## WHAT YOU ARE ASKED TO DO
Only the text is wanted; write out each record below exactly and exclude all pictures.

-- Opening Marker --

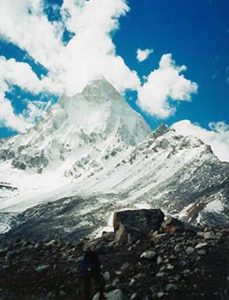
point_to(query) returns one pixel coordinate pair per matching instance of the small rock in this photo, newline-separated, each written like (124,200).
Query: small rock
(160,295)
(177,248)
(159,260)
(190,250)
(106,275)
(125,266)
(170,287)
(160,274)
(42,268)
(201,245)
(148,254)
(118,273)
(170,267)
(201,252)
(112,295)
(209,235)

-- Closing Marker --

## RESULT BELOW
point_to(query) returns one pixel coordinate pair per matching instance of the small rock in this photo, newline-separated, each written like (124,200).
Query: small rock
(160,295)
(177,248)
(159,260)
(190,250)
(106,275)
(125,266)
(170,287)
(160,274)
(42,268)
(201,245)
(148,254)
(118,273)
(170,267)
(201,252)
(112,295)
(209,235)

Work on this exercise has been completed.